DATA Block Start
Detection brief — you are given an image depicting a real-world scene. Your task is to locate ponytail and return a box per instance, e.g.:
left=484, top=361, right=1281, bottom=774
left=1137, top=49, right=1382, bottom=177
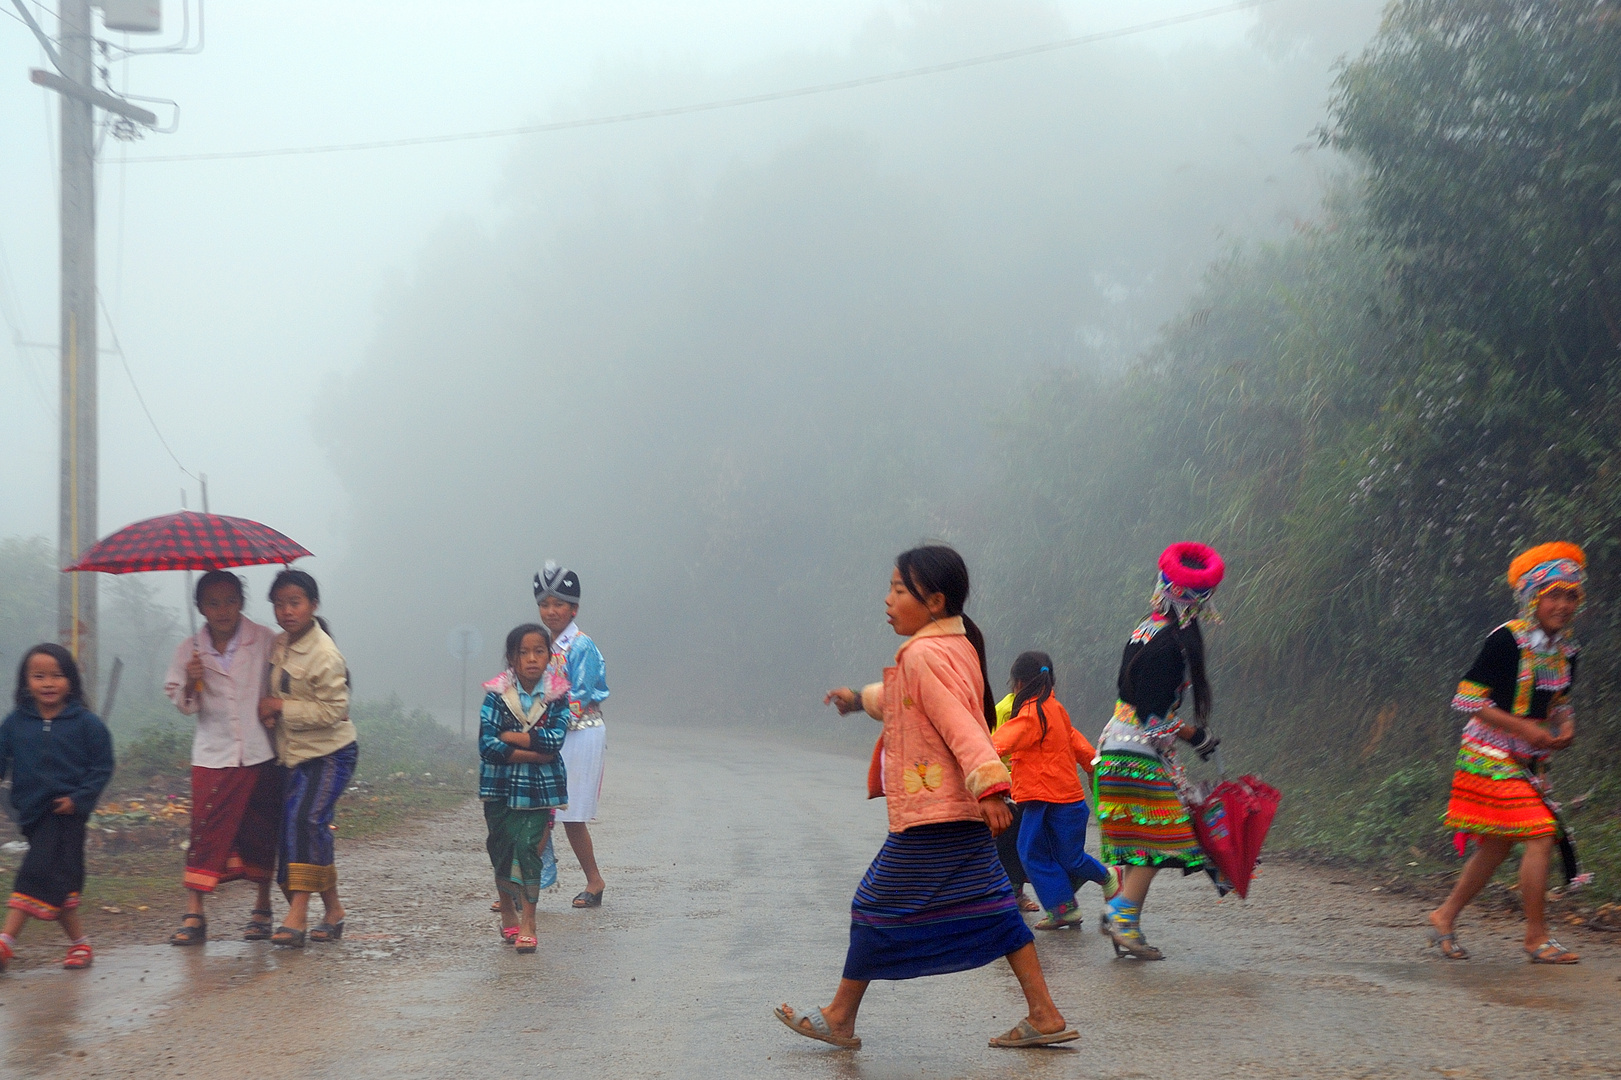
left=961, top=615, right=997, bottom=730
left=1009, top=650, right=1056, bottom=740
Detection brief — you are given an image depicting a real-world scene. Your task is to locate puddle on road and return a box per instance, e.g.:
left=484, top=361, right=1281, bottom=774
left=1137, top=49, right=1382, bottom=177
left=0, top=942, right=288, bottom=1076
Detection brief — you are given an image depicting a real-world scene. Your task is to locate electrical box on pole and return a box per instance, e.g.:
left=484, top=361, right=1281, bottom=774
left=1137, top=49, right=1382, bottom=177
left=98, top=0, right=161, bottom=34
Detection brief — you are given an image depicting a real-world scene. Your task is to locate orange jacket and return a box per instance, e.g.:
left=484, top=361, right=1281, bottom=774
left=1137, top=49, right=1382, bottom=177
left=989, top=696, right=1094, bottom=805
left=857, top=617, right=1013, bottom=832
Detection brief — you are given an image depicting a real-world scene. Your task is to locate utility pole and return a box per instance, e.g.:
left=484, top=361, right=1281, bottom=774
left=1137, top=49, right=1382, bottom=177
left=56, top=0, right=99, bottom=700
left=15, top=0, right=158, bottom=702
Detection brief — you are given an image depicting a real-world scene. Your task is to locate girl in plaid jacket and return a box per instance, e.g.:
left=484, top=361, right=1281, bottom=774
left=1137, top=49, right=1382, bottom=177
left=479, top=623, right=570, bottom=953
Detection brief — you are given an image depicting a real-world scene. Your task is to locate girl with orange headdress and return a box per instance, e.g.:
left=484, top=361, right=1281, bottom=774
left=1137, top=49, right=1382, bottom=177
left=1427, top=542, right=1586, bottom=965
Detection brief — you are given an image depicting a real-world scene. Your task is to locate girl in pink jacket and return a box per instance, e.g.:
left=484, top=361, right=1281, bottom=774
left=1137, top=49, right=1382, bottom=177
left=775, top=546, right=1078, bottom=1051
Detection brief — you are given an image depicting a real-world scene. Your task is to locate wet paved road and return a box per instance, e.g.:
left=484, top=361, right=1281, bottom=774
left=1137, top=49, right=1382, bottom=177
left=3, top=721, right=1619, bottom=1079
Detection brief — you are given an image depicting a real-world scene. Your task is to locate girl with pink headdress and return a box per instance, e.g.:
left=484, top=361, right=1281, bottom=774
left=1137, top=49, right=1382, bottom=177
left=1092, top=542, right=1225, bottom=960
DATA Block End
- **ACTIVITY**
Restate the data above word for word, so that the only difference is the missing pictures.

- **RESPONSE TO THE TASK**
Detection brief — you are given an image depicting a real-world scene. Your task is to locate ponytail and return a box per instance, e.g.:
left=484, top=361, right=1281, bottom=774
left=1137, top=49, right=1382, bottom=177
left=961, top=615, right=997, bottom=730
left=1009, top=650, right=1056, bottom=740
Detection brief — you are given an image depicting a real-world scene. Your task is to locate puddle on road and return a box per instance, e.g.:
left=484, top=361, right=1281, bottom=774
left=1137, top=49, right=1382, bottom=177
left=0, top=942, right=288, bottom=1076
Detection brief — you are given an image depicting a real-world scene. Your task is to locate electrical box on pole and return a box per instance, e.g.:
left=484, top=361, right=1281, bottom=774
left=1137, top=49, right=1382, bottom=177
left=98, top=0, right=161, bottom=34
Detection brief — you are given an image depicting a real-world scene. Your task is to locate orange jacket and return a box per instance, e.g.:
left=484, top=361, right=1281, bottom=774
left=1137, top=49, right=1382, bottom=177
left=989, top=696, right=1094, bottom=805
left=857, top=617, right=1013, bottom=832
Detection brief — you are given an image depicting a real-world scene. Your task is to locate utility pole and return a box per instance, e.g.:
left=484, top=361, right=1281, bottom=774
left=1137, top=49, right=1382, bottom=177
left=56, top=0, right=99, bottom=700
left=15, top=0, right=158, bottom=702
Detection brief — you are given an image depicting a real-world scene. Your task is to locate girl in plaid jacket and return a box per instance, e.g.:
left=484, top=361, right=1281, bottom=774
left=1137, top=49, right=1382, bottom=177
left=479, top=623, right=570, bottom=953
Detection brief — you are given an image depicting a real-world scene. Your task is to locate girl with orange headdress and return a box per instance, e.g.:
left=484, top=361, right=1281, bottom=774
left=1137, top=49, right=1382, bottom=177
left=1427, top=542, right=1586, bottom=965
Detection brief — you are given an image depicting a real-world scene. Your task is to locate girl in pink jacket and return a box per instance, e.g.:
left=484, top=361, right=1281, bottom=774
left=1137, top=49, right=1382, bottom=177
left=775, top=546, right=1078, bottom=1051
Detection brief — you are given an image depicting a real-world scene. Your task is to locate wet paved road and return a box per instance, e.g.:
left=484, top=361, right=1281, bottom=774
left=1137, top=49, right=1382, bottom=177
left=3, top=721, right=1619, bottom=1079
Detection brief — you are given an image depicting a real-world scene. Your task is to locate girl with pink headdress and return a box per instance, e.g.:
left=484, top=361, right=1281, bottom=774
left=1137, top=49, right=1382, bottom=177
left=1092, top=542, right=1225, bottom=960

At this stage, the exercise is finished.